• What is required
Nothing in the data below may be left out; return all of it exactly.

Given entries below:

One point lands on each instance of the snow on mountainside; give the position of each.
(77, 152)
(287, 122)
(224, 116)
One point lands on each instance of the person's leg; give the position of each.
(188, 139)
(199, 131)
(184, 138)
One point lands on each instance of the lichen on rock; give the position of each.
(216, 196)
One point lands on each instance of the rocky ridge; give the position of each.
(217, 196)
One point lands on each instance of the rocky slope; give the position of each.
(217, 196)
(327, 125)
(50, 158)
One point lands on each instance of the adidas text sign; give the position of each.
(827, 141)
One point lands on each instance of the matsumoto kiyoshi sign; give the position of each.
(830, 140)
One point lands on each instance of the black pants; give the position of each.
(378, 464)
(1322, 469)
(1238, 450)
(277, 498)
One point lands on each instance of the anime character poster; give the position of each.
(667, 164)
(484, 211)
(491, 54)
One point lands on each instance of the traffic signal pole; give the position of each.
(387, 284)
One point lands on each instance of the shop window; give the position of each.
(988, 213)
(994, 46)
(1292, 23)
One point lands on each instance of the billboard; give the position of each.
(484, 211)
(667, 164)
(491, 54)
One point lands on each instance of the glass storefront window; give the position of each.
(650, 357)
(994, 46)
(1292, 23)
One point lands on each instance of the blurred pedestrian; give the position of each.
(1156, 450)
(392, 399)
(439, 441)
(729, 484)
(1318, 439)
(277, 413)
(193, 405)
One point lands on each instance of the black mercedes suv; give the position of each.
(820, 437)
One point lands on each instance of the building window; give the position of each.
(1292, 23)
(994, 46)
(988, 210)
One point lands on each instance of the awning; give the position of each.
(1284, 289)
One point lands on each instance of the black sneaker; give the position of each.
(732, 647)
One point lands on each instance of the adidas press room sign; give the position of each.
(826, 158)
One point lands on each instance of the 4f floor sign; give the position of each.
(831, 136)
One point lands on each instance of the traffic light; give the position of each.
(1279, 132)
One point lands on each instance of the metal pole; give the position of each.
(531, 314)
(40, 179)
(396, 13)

End of Given entries.

• Answer to the exercise
One point lands on each instance of the snow on mountainside; give the position of each.
(77, 152)
(287, 122)
(224, 116)
One point lands on each instance of the person's leg; give the position of each.
(188, 139)
(199, 131)
(184, 138)
One point lands on each instance of the lichen on rock; give the position of each.
(216, 196)
One point lands on each instance of the rocky ridge; give the position of each.
(217, 196)
One point lands on each instance of the rocky slope; give the position of each.
(217, 196)
(327, 125)
(50, 158)
One point lands on each instance of the adidas text sign; give the position of each.
(827, 141)
One point lands on each instance of the matsumoto kiyoshi sign; give the position of each.
(830, 140)
One point lands on each instance of the black pants; give the position of each.
(378, 464)
(1322, 469)
(1238, 450)
(277, 498)
One point lands on each instance of the anime character poster; give the position of each.
(667, 164)
(484, 211)
(491, 54)
One point lands on each instance of the traffic signal pole; give the position of each.
(387, 284)
One point lands on each instance of the shop window; give the position of each.
(988, 213)
(994, 46)
(1292, 23)
One point lands on each instance of the billboard; give the position of each.
(484, 211)
(667, 164)
(491, 54)
One point lands on each instance of the glass storefront window; give the position of each.
(650, 357)
(994, 46)
(1292, 23)
One point lands on each instance of the blurred pedestrian; give the position of each.
(1156, 450)
(392, 399)
(439, 441)
(729, 484)
(1318, 439)
(277, 413)
(193, 405)
One point lands on each instance of the black mercedes suv; give the position of each.
(820, 437)
One point lands on each instance of the building window; give the position of each.
(1292, 23)
(994, 46)
(988, 210)
One point lands on each instance of the awning; give the position of each.
(1284, 289)
One point lands on each instance of the black sneaker; give the position of each.
(732, 647)
One point lands on each instance of the adidas press room sign; give the position of each.
(826, 158)
One point lands on each instance of the 4f floor sign; give the position of each.
(831, 136)
One point lands on each instance of the traffic light; give the position of each.
(1279, 132)
One point lands on each instance of the metal pole; give the position of each.
(531, 314)
(40, 179)
(396, 13)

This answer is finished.